##### TEXTO DE LECTURA #####

El día que gané el Pulitzer
“Una noticia es aquello que alguien no quiere que se publique. El resto son relaciones públicas” es el famoso aforismo que circula por la red, tantas veces atribuido a George Orwell como al magnate Hearst, pero que decía en su versión primigenia: "Lo que el patrón quiere que se publique es publicidad, lo que quisiera suprimir es periodismo".
Lo cierto es que definirse como periodista, es todo un dilema. Por lo menos, hasta que se tiene la certeza de que lo que se hace es periodismo y no otra rama del variado abanico de las comunicaciones.
Muchas veces hemos debatido acerca de lo restrictivo que es ser autorreferencial, especialmente cuando las y los periodistas nos dedicamos a contar historias de otros, indagar sobre el funcionamiento de las instituciones y la sociedad en su conjunto y revelar lo que encontramos. Pero les voy a compartir que pasó mucho tiempo hasta que dije “soy periodista”. Tanto respeto tengo por el oficio, que cuando empezaba a transitar por el apasionante mundo que ofrece, no me atrevía a decir que lo era. A lo sumo, podía asumir que “trabajaba en un medio de comunicación”, pero sabía que la definición de periodista, me quedaba grande. Y no hablo de los tiempos en los que tenía 16 años, cuando las prácticas de la extinta salida laboral de perito en Comunicaciones Sociales, en el IEM de la Universidad Nacional de la Salta, nos introducían directamente al que parecía un inalcanzable mundo de los medios. Hablo de años, muchos, en los que solo me definí como trabajadora de prensa, sin considerarme periodista.
Ese extenso camino en el oficio, en el que sumo casi tres décadas, me enseñó que ni la academia por sí sola, ni la experiencia, por su lado, son excluyentes para ejercer este oficio. La formación académica es fundamental, pero sin lo empírico, es pura abstracción. Y viceversa: la experiencia sola, sin formación, -aunque se trate de una fuera del circuito formal o académico- nos convertirá en periodistas con limitaciones.

##### LISTADO DE DATOS #####

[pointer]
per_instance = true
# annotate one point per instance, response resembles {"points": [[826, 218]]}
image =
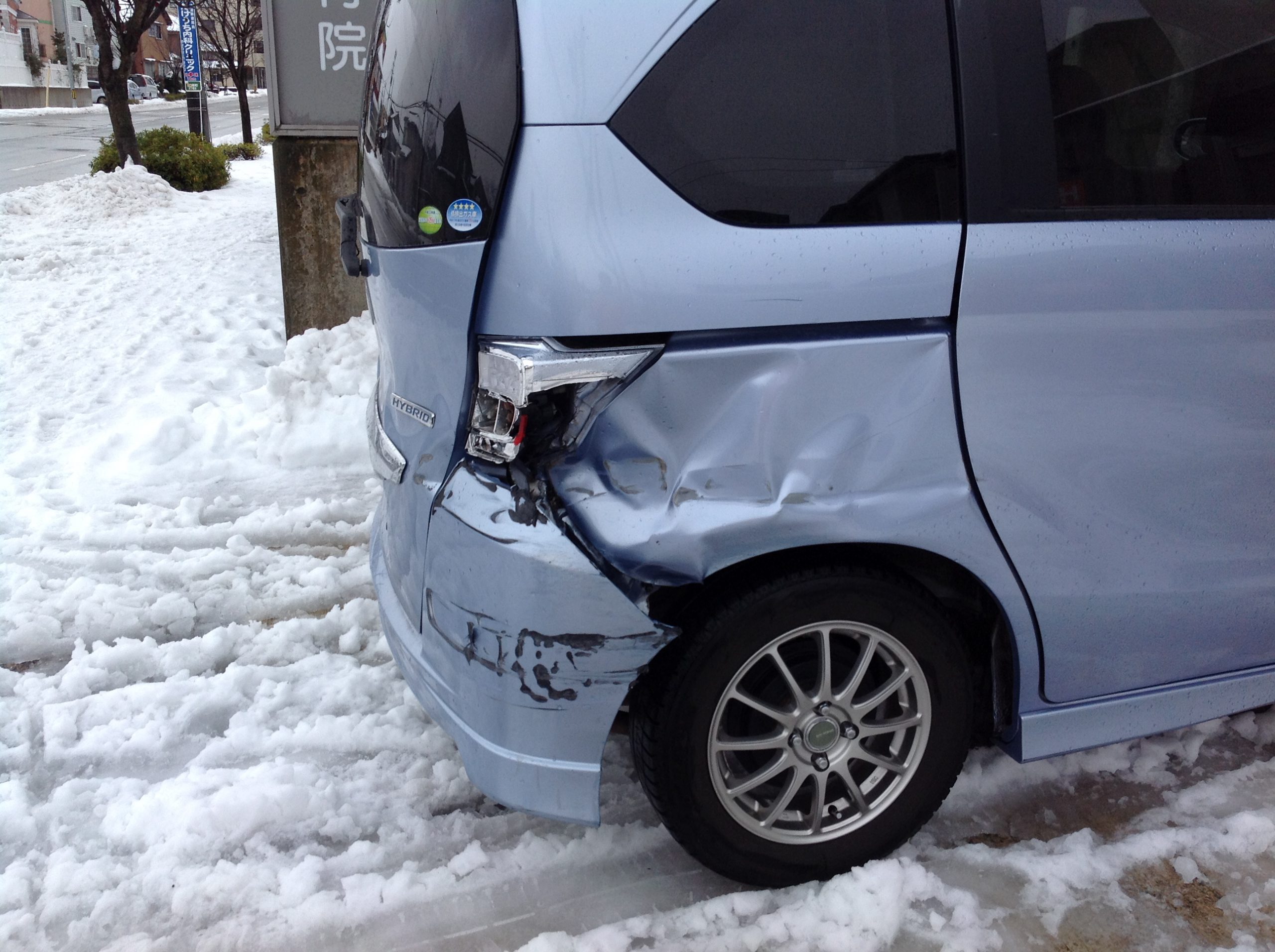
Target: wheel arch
{"points": [[978, 616]]}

#####

#### CONSIGNAS DEL EJERCICIO
- 1) Transcriba del texto de lectura el fragmento que va desde "El día que gané" hasta "de las comunicaciones.".
- 2) Según el texto de lectura, ¿cuánto tiempo suma en el oficio quien narra?

#### SOLUCIONES DEL EJERCICIO
- 1)
El día que gané el Pulitzer
“Una noticia es aquello que alguien no quiere que se publique. El resto son relaciones públicas” es el famoso aforismo que circula por la red, tantas veces atribuido a George Orwell como al magnate Hearst, pero que decía en su versión primigenia: "Lo que el patrón quiere que se publique es publicidad, lo que quisiera suprimir es periodismo".
Lo cierto es que definirse como periodista, es todo un dilema. Por lo menos, hasta que se tiene la certeza de que lo que se hace es periodismo y no otra rama del variado abanico de las comunicaciones.

- 2) Casi tres décadas.